### Exercise details
Write out every record exactly as it appears. Skip the pictures.
Given data Start Marker
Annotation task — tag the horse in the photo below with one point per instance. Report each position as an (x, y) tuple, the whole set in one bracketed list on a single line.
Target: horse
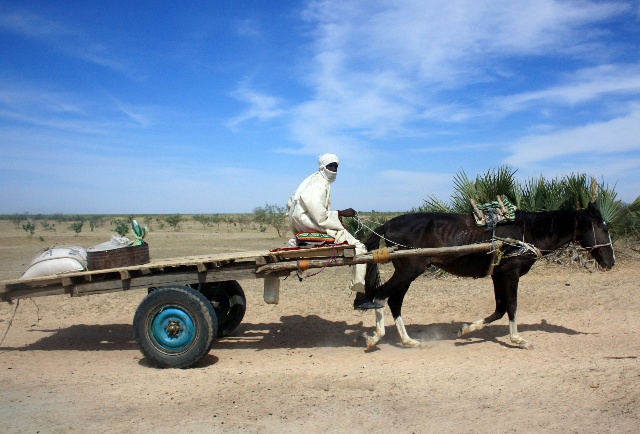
[(528, 237)]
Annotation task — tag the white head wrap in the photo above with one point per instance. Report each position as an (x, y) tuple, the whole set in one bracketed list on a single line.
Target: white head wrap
[(325, 159)]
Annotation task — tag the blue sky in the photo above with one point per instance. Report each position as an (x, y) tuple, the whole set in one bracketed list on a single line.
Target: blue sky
[(224, 106)]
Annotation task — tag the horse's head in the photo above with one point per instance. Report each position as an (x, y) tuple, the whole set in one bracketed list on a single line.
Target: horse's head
[(594, 236)]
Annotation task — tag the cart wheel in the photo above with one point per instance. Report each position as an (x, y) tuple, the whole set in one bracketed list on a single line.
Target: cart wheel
[(229, 303), (174, 326)]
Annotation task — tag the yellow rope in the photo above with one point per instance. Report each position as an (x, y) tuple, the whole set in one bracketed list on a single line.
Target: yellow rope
[(380, 256)]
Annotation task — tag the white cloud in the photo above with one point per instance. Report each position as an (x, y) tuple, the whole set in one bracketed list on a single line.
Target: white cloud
[(71, 41), (261, 106), (379, 68), (610, 137)]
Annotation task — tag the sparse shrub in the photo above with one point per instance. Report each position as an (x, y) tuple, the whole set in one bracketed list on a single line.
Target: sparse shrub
[(77, 227), (272, 215), (29, 227), (121, 226), (174, 221)]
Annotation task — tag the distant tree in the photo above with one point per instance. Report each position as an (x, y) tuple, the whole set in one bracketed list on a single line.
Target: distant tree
[(174, 221), (272, 215), (77, 226), (29, 227)]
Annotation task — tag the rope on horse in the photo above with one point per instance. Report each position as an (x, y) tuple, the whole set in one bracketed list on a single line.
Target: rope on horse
[(361, 226)]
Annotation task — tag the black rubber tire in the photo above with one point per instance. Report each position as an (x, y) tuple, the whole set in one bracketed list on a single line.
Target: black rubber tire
[(229, 303), (175, 326)]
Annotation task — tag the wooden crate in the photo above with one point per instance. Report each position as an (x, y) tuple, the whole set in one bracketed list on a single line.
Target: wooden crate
[(116, 258)]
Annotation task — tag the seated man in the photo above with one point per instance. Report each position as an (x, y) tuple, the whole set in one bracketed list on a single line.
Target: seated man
[(308, 211)]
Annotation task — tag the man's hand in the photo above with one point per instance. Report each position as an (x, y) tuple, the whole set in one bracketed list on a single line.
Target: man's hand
[(349, 212)]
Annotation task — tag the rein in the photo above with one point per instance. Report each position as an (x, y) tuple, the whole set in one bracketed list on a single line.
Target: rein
[(595, 238)]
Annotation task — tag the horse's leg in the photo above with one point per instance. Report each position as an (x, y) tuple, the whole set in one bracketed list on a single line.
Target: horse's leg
[(394, 290), (395, 304), (505, 286), (499, 288), (378, 334), (512, 307)]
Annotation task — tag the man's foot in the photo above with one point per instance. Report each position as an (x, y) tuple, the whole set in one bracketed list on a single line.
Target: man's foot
[(363, 303)]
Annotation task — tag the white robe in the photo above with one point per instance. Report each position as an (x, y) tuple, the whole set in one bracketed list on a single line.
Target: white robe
[(308, 210)]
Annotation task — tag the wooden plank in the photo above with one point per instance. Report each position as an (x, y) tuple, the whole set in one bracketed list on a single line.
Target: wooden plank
[(315, 252), (369, 257)]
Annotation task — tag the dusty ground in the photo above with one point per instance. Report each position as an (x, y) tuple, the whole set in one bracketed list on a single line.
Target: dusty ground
[(71, 365)]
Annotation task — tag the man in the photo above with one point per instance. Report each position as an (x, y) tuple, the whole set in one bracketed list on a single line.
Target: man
[(308, 211)]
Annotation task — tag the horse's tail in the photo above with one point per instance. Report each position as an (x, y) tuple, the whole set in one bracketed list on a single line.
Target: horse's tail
[(372, 277)]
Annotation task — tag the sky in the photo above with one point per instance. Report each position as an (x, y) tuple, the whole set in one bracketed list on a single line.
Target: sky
[(158, 107)]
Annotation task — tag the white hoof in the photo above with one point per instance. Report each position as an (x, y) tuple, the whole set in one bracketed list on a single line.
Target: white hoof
[(464, 329), (411, 343)]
Given data End Marker
### Finished task
Annotation task — tag the horse in the photo below with one point per instance. Report each position as an (x, y) tuple, the whole set in one bracketed list on a single line.
Target: horse
[(528, 237)]
Annotation task — tag the white head wrap in the photo above with one point per instance. Report each position as an (x, y) tuple, the whole set in one bracketed list on a single line.
Target: white head wrap
[(325, 159)]
Annotation task — tag the blue sky in the photo above with one point per instance. Report each position as an (x, y) tuple, the whole set in one bracketed list on a single line.
Target: blue sky
[(224, 106)]
Annotation task — tag the horse's head in the photo above with one point per instance. Report each position as an (x, y) tuple, the whole set in one bracketed list on a single line.
Target: horse's head
[(594, 236)]
Annotation task — tag the cart wheel in the photo above with one point per instance. Report each position as an (x, y) tuple, the whole set in one bracketed list on a single line.
Target: cart wheel
[(229, 303), (174, 326)]
Annotation task — tag the yellow rope in the photo above with one point per instance. Report each position as an (x, y) tuple, the whole set in one bracketed list on a single line.
Target: yellow rope
[(380, 256)]
Annotation task — tag the white cloud in the photo above with one point per instance. Report each position as an (x, y) tuple, the whole set in one bracketed list on a single line.
Target: white cloud
[(71, 41), (261, 106), (379, 68), (610, 137)]
Annotation task — tag the sparse shrub in the photo above with one point per instance. Report each position as an (x, y) tuple, the whole set in one bracketed list on a single line.
Target: sparse shrub
[(77, 227), (272, 215), (29, 227), (121, 226), (174, 221)]
Annotation task — tag the distant tree in the photo above with one point per instance. Report each position as an (x, y) tuple, the whole set in one bracketed list on a single line.
Target: distant tree
[(174, 221), (272, 215), (77, 226), (29, 227)]
Annotation task — tag the rope on horse in the photo above with one point per instance. Report each position as an (x, y) tuple, the whole set in one bracketed list on a single line.
Target: rope on horse
[(361, 226)]
Annotation task — tag the black rubber tire in the photo above with one point per instance. Report each position as an (x, y) tuple, the whole set in one bracketed list on a single line.
Target: black rubber tire
[(229, 303), (175, 326)]
Annotation task — tag the wooden crate in the photo above with one point per instance. Report each position as an (x, y) tuple, the whole set in one bracketed list on a single line.
Target: wooden crate
[(116, 258)]
Annotation task — tag the seated man in the photo above with one point per instance. Report each position as an (x, y) tuple, the whole set in one bracketed list on a single line.
Target: seated man
[(308, 211)]
Annotation task — tag the man's hand in the photo above with one point per instance. Report each position as an (x, y) tuple, the whole set in one bracketed list on a single line.
Target: man's hand
[(349, 212)]
Annotation task — tag the rein in the photo above with one point per instance. Report each position as an (x, y) tuple, the whole set in one bracketed list on a single line.
Target: rein
[(595, 238)]
Annotation task — tag the horse's leg in the photo above with one point per instance. Report each position as an (x, y) tuple, the whole set in one bracketed list on a single line.
Target: horse's leg
[(394, 290), (395, 304), (505, 286), (499, 288), (378, 334), (512, 307)]
Annotation task — tag the man's foot in the photo above with one point per instance. Report each position as an (x, y) tuple, the whole set in one bracketed list on a single line.
Target: man's foot
[(363, 303)]
Annotation task — tag the white robe in the photo above with one point per instance. Report each position as an (x, y) tuple, the whole set in one bracketed list on a single line.
Target: white robe
[(308, 210)]
Annotation task — tag the wooden plank in the photo above with one point per instance. Report each position as an (x, y) tuple, the whole set in one bracketed list on a single line.
Target: wooden plank
[(315, 252), (369, 257)]
Annotation task — tag the dusty ground in the photo above with one point per instance. Report each position as an (x, y) tuple, the whole set in one bracketed list on a single line.
Target: dusty ground
[(71, 365)]
Annotation task — tag the man in the photo above with one point per instance. Report each position as an (x, y) tuple, the whole set in one bracketed list on a single line.
Target: man
[(308, 211)]
Annotation task — tag the horse's tail in the photo above with one point per instance. Report each position as an (x, y) tuple, the whole set in one bracketed list on a single line.
Target: horse's tail
[(372, 277)]
Annotation task — tag the sky in the photo above with one point per instance. Report each position as an (x, y) tuple, the whole set in one bracketed list on a single line.
Target: sky
[(158, 107)]
Annotation task — tag the white hoof in the photo above with one point per instance. Report each position as an (x, y) tuple, the whole set in one bracketed list on a single line.
Target: white hoof
[(464, 329), (411, 343)]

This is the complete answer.